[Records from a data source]
-*-

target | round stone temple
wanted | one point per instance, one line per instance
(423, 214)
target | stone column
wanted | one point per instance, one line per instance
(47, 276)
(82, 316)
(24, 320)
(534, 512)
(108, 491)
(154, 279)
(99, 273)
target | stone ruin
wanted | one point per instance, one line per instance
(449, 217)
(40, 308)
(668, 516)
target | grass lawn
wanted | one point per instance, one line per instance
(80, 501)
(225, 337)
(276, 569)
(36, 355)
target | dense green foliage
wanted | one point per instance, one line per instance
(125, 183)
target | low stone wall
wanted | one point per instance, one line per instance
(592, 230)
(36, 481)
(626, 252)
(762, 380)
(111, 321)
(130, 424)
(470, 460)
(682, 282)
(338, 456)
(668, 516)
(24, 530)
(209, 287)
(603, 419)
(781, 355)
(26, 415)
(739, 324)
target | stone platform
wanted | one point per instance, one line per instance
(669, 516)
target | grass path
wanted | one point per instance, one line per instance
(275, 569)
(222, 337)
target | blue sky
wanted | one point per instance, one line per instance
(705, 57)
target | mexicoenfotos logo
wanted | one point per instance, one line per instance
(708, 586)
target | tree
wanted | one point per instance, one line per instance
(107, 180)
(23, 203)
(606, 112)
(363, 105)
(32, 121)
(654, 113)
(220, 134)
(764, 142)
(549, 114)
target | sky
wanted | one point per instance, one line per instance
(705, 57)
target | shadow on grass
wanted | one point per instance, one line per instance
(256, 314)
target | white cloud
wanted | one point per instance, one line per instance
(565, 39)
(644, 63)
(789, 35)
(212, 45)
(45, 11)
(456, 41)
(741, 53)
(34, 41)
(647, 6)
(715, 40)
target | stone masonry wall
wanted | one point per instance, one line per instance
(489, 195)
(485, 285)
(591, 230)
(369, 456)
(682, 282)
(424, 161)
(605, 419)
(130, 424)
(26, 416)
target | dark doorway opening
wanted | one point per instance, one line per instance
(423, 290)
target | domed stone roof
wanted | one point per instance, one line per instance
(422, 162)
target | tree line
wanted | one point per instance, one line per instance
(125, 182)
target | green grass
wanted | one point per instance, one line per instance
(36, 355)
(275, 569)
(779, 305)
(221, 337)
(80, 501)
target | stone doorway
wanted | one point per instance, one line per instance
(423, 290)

-*-

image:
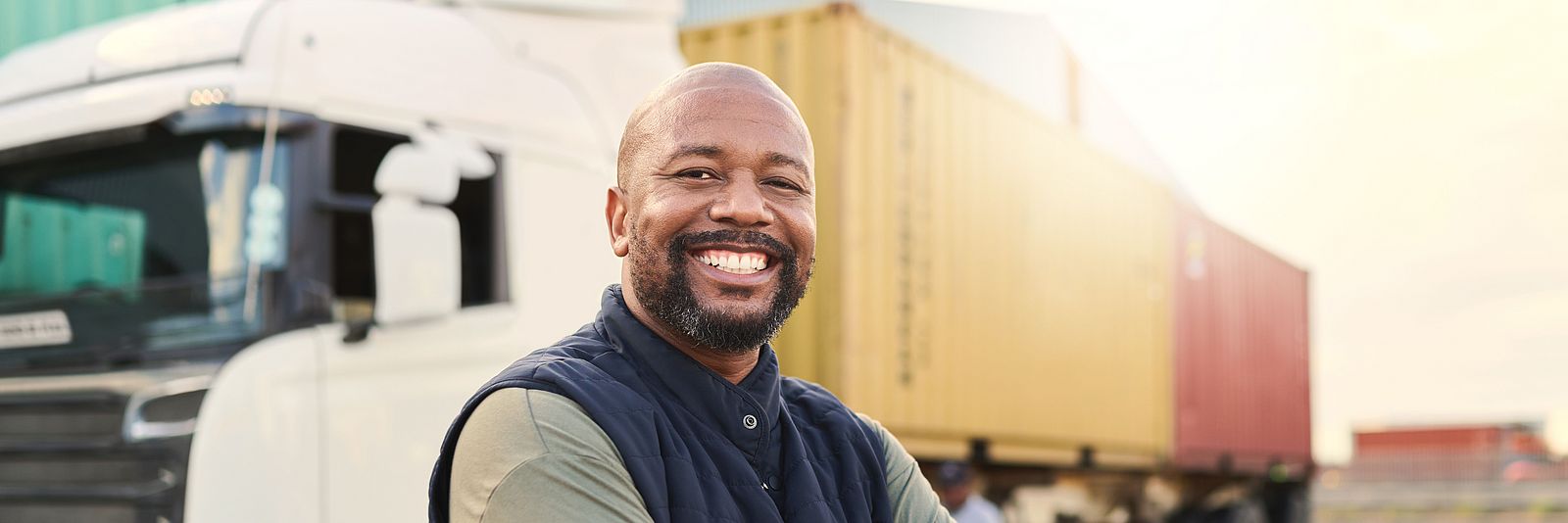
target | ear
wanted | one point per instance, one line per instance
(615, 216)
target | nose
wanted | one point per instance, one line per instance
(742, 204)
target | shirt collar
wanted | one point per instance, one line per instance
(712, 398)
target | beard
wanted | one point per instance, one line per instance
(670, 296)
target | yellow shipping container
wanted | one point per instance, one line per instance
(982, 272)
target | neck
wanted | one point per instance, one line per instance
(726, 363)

-*-

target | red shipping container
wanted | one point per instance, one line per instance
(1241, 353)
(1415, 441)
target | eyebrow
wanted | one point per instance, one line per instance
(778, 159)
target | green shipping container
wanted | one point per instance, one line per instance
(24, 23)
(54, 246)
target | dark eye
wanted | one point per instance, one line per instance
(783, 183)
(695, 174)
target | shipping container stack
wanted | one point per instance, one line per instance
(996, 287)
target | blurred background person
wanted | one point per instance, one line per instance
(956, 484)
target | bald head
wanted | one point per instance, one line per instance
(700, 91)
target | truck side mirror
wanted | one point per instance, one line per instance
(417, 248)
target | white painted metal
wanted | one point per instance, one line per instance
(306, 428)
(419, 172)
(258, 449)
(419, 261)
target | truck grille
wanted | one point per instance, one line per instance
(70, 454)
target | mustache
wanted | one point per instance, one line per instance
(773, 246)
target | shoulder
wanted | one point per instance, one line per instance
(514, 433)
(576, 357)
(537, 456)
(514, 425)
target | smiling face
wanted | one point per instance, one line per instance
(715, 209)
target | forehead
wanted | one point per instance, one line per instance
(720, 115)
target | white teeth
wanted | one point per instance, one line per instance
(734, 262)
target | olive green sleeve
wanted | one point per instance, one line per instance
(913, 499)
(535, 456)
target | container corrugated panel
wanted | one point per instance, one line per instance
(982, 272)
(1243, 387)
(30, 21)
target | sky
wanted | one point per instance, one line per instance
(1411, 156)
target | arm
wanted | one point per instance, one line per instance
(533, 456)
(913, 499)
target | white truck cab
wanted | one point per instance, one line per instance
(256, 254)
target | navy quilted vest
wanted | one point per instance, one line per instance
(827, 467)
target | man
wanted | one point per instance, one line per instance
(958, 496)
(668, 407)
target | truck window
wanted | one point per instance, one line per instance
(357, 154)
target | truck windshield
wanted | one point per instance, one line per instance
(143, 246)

-*-

TASK OBJECTIVE | Pull out every line of the material above that contains the word "green", treating case as significant.

FULL SOLUTION |
target | dense green foliage
target | green grass
target | green shipping container
target | olive green sleeve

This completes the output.